SET TASK A —
According to the text on Lebanon's history, which ethno-religious group was the largest in Lebanon in the early 1900s?
SET TASK B —
Write the next part of the text on Lebanon's history, picking up after its final sentence.
*** TEXT BLOCK ***
By Liam Nagle / Arab America Contributing Writer

Lebanon is one of the smallest, yet one of the most diverse, states in the Middle East and North Africa region. Encompassing a wide variety of ethnic groups and religions, the country finds itself treading a delicate balance between them, as well as its hostile neighbors. But it wasn’t always this way – the country was only formed as a result of the French colonization of the region. To truly understand how Lebanon came to be, we have to look back to this time period.

Ottoman Rule

Lebanon’s demographic divisions. Photo: Wikipedia Commons

Lebanon consists of three major ethno-religious groups, whose numbers varied across time. In the early 1900s, the largest of these groups were the Maronites. The Maronites are a Syriac Christian group who adhere to the Maronite Church, an autonomous Eastern Catholic church. They are primarily located in the western parts of the country. Another group are the Sunni Arabs, who are located in several large pockets in northern and eastern Lebanon. Finally, the last major group are the Shia Arabs, who live in areas of northeastern and southern Lebanon. There are a variety of smaller ethno-religious groups as well, including Druze, Alawites, as well as both Greek and Armenian Orthodox and Catholics. However, while there are large pockets of each ethnic group, it is worth mentioning that many of these communities live amongst each other. Up into the early 1900s, there weren’t necessarily clear boundaries between many of these groups, and conflict between them was more limited.

Prior to French colonization, the region was controlled by the Ottoman Empire. The region had come under their dominion after defeat of the Mamluks in the early 1500s, and had remained in their control ever since. During the reign of the Ottomans, the authorities were largely only able to control the urban centers, while the rural areas were mostly under the control of local tribal leaders. Nevertheless, religious and ethnic autonomy was granted through the millet and iqta systems. However, problems began to arise in the 1800s. Increasing class and sectarian tensions saw animosity grow between the ethnoreligious groups that would inhabit Lebanon. For example, a partitioning of Maronites and Druze populations by the Ottomans resulted in a civil conflict between them, as well as massacres being perpetrated primarily against the Christians. It was during this time period where France increasingly allied itself with the Maronites of the region, who even militarily intervened in the country following Ottoman approval. Tensions calmed following this, and the Ottomans remained in control of the region.

But entering the 1900s, the Ottoman Empire was viewed as becoming increasingly weak. A variety of reasons are posited as to why the Ottomans were in a decline, varying from economic difficulties, rebellions, rivalries with European powers, and military defeats. Whatever the case, Europeans were now referring to the once-great empire as “the sick man of Europe” and eyeing it for potential colonial prospects. When World War One broke out, the Ottomans opted to side against the French and British. But this proved to be a fatal mistake for the empire – the French and British forces decimated Ottoman forces in the Middle East and North Africa, making it from the Arabian Peninsula to as far as Aleppo in modern-day Syria, before the war came to an end.
*** DATASET ***
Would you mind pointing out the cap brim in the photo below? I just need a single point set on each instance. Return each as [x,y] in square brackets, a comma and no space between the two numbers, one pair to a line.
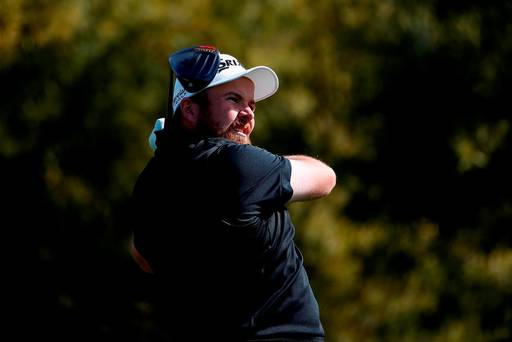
[265,81]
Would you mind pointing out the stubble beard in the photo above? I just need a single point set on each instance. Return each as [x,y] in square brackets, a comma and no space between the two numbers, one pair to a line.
[231,133]
[236,137]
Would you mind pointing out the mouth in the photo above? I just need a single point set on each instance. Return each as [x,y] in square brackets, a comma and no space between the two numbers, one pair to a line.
[242,131]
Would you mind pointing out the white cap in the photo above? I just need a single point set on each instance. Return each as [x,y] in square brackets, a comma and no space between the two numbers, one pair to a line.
[159,124]
[265,80]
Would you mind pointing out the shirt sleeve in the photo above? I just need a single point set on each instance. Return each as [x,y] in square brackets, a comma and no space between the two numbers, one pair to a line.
[261,179]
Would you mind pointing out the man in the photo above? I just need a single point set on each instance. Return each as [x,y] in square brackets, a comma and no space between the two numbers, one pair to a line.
[210,217]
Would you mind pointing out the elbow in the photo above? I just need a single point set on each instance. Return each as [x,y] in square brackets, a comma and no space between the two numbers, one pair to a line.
[330,181]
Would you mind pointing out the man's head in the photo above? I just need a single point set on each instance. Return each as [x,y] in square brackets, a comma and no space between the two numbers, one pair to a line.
[224,107]
[265,80]
[225,110]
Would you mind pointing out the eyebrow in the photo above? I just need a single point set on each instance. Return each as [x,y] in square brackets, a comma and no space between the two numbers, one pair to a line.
[232,93]
[237,95]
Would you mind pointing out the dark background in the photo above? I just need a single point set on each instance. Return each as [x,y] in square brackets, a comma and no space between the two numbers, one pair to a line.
[409,101]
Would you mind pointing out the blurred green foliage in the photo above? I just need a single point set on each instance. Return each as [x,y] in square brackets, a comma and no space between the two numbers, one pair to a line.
[408,100]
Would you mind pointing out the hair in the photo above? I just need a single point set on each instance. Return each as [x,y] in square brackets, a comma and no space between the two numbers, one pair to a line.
[200,98]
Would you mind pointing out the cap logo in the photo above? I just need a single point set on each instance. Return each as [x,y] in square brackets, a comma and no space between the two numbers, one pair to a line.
[226,63]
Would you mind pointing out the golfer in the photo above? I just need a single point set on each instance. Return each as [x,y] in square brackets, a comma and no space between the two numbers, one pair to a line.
[210,216]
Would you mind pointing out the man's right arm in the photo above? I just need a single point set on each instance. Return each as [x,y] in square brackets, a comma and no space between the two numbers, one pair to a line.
[310,178]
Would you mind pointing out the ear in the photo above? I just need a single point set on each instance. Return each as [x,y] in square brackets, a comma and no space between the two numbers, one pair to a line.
[189,112]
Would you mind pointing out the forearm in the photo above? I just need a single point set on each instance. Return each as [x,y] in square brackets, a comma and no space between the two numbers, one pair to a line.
[311,178]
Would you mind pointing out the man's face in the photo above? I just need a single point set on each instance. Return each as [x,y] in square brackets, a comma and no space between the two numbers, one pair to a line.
[230,111]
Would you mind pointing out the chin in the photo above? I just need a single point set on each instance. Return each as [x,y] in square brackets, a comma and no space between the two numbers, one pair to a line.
[238,138]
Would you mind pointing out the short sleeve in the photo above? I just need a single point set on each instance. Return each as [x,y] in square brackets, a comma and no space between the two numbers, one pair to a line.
[261,179]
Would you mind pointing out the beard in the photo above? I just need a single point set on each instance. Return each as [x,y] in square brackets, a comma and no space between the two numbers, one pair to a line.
[237,137]
[206,129]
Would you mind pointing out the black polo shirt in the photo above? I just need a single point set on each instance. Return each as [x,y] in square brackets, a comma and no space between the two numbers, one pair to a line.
[211,219]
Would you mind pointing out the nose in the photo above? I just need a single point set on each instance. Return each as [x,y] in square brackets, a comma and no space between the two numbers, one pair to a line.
[246,114]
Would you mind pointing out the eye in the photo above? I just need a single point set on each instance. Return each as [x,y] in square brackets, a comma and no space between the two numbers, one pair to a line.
[233,99]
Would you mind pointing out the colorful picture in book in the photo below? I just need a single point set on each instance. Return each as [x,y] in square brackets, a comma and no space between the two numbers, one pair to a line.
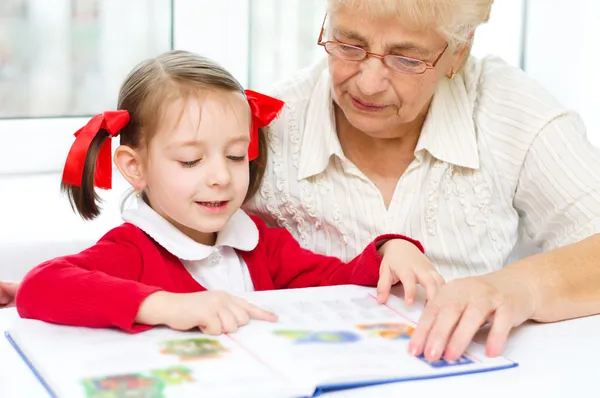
[307,336]
[193,349]
[136,385]
[392,331]
[442,363]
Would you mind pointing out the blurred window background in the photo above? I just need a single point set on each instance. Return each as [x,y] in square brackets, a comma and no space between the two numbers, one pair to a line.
[64,60]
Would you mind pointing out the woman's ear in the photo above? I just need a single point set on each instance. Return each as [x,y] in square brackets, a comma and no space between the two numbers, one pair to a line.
[130,165]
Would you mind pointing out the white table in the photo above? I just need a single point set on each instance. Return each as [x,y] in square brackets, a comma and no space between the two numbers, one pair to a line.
[555,360]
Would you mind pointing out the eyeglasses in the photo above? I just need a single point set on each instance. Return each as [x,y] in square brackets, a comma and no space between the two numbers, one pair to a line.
[397,63]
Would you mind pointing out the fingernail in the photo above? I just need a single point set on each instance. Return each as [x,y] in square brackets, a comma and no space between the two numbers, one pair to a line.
[412,350]
[433,353]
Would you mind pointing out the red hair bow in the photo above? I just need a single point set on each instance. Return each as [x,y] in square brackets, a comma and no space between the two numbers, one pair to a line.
[264,109]
[112,122]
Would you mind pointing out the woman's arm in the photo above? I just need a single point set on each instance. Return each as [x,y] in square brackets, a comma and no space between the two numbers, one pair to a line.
[558,200]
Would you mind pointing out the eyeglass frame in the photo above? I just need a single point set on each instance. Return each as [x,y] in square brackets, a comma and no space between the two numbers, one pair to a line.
[382,57]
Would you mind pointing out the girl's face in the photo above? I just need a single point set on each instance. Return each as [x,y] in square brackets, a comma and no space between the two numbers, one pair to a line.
[196,169]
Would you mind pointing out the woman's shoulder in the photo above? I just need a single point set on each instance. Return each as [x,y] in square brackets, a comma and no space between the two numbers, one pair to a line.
[299,87]
[501,89]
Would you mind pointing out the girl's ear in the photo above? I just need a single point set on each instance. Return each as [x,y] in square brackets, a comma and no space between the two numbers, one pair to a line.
[130,165]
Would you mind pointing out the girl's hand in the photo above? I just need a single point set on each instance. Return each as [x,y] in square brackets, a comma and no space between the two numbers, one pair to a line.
[403,262]
[213,312]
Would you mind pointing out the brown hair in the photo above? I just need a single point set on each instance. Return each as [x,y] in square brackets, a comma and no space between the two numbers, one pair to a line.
[144,94]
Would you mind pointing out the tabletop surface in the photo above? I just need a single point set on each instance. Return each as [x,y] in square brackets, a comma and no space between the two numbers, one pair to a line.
[555,360]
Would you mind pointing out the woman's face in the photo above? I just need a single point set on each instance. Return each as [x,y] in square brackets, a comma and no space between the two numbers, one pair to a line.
[374,98]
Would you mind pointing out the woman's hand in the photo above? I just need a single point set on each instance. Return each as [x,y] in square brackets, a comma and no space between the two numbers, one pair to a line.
[213,312]
[8,291]
[450,321]
[403,262]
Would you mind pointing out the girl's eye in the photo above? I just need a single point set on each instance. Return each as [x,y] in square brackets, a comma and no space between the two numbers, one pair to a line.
[237,158]
[189,164]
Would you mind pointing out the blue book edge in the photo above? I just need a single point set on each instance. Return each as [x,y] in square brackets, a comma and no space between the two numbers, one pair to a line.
[14,344]
[345,386]
[320,389]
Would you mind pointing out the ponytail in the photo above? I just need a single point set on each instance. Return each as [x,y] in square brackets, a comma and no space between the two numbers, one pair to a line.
[89,162]
[84,199]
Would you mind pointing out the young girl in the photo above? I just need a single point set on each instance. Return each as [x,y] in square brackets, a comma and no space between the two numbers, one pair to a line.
[192,149]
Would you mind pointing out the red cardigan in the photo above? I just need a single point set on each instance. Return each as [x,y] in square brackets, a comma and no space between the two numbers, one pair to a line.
[104,285]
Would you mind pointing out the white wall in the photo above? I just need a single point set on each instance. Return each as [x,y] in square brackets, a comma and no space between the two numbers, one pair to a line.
[563,53]
[502,35]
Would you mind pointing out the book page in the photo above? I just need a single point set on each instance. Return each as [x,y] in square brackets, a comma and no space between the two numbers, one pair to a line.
[345,336]
[79,362]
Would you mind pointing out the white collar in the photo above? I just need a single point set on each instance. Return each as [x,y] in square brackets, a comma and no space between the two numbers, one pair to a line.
[240,233]
[448,133]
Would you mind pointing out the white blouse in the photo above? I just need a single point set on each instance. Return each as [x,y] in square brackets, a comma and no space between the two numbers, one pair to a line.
[500,166]
[217,267]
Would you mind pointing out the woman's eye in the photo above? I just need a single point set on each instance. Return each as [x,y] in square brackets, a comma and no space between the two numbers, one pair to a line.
[237,158]
[189,164]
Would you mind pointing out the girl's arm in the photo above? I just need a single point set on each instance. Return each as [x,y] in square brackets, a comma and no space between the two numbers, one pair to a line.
[98,287]
[292,266]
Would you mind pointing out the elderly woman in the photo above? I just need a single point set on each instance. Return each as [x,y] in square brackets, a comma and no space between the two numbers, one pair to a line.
[401,130]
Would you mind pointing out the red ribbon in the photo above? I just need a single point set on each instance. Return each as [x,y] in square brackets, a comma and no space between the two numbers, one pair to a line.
[264,109]
[112,122]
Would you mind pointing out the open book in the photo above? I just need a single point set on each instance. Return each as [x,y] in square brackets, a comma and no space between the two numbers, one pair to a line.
[326,339]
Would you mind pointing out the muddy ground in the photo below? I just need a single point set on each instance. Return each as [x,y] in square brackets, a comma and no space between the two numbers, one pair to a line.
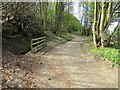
[68,65]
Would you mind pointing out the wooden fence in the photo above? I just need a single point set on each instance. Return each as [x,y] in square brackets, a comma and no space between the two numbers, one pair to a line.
[37,44]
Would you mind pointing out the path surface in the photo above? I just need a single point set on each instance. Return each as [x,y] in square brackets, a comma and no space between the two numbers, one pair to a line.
[69,65]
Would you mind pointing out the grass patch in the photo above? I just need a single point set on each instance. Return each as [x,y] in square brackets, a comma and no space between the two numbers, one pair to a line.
[110,54]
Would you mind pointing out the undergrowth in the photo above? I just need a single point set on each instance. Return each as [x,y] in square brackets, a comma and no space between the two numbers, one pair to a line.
[110,54]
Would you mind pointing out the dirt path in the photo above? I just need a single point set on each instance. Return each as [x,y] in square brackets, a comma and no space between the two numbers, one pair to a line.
[70,66]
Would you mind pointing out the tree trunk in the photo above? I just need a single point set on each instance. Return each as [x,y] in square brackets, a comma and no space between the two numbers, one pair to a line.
[101,25]
[94,24]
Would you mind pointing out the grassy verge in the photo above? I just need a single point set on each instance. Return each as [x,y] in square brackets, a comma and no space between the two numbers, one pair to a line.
[110,54]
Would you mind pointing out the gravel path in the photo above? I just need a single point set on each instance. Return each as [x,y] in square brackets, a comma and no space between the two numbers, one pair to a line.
[69,65]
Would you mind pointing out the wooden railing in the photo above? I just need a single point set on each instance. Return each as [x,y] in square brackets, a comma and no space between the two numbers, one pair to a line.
[37,44]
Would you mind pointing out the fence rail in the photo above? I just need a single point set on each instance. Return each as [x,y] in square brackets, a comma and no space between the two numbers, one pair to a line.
[37,44]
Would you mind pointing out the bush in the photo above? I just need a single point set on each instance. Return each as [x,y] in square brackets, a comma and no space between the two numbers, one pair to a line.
[111,54]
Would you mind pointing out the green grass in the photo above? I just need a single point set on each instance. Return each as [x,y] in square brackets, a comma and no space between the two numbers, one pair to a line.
[110,54]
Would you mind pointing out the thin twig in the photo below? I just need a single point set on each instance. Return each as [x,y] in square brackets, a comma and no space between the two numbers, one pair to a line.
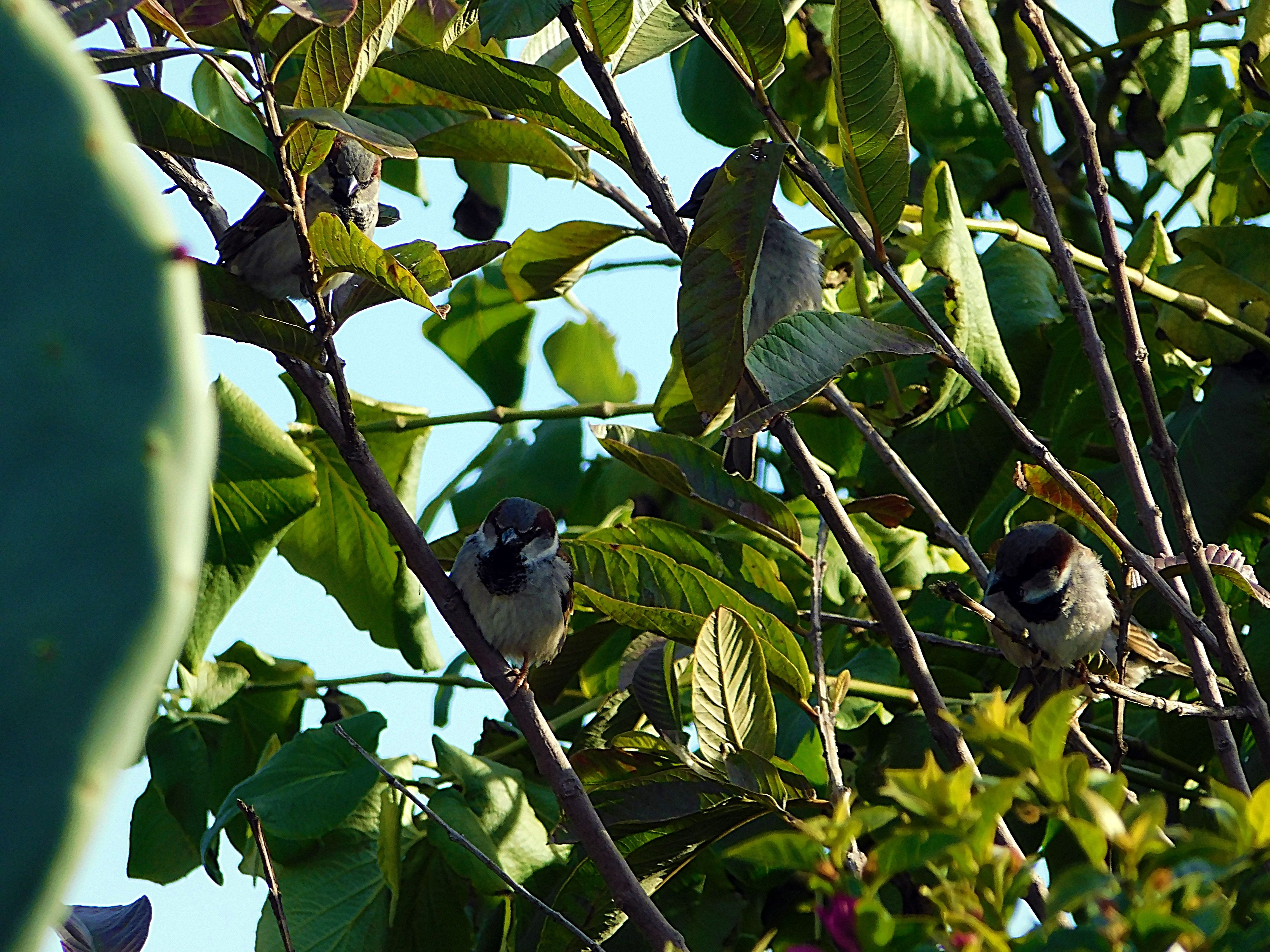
***
FINAL RESULT A —
The Maronites.

FINAL RESULT B —
French Rule

French Mandate for Syria and the Lebanon divisions. Source: Wikipedia Commons

In accordance with the Sykes-Picot Agreement and the Treaty of Sèvres, France took control of Lebanon and merged it with Syria, creating the new Mandate for Syria and the Lebanon. Lebanon was granted a smaller state within this mandate, which would be called Greater Lebanon. The territory of Lebanon was expanded from its previous Ottoman-ruled subdivision, incorporating a wider population of Shia and Sunni Arabs. A census conducted in 1932 showed that the 51.2% of the population was Christian (made up of Maronites, Greek Orthodox/Catholics, etc.), while 48.8% of the population was “Muslim” (made up of Sunni and Shia Arabs, but also including Druze which are definitively not Muslim). As a result, the French adopted a policy of dividing powers between these groups. The president of Greater Lebanon would be Maronite, the prime minister would be Sunni Muslim, and the speaker of the legislation a Shia Muslim. In spite of this, the already strongly pro-French Maronites would generally be favored by French authorities. For example, the Maronite president of Greater Lebanon would select the Sunni prime minister. Another example was in a political deadlock in 1932, which although could have resulted in a Muslim president, ended with France suspending the constitution and expanded the preexisting Greek Orthodox president.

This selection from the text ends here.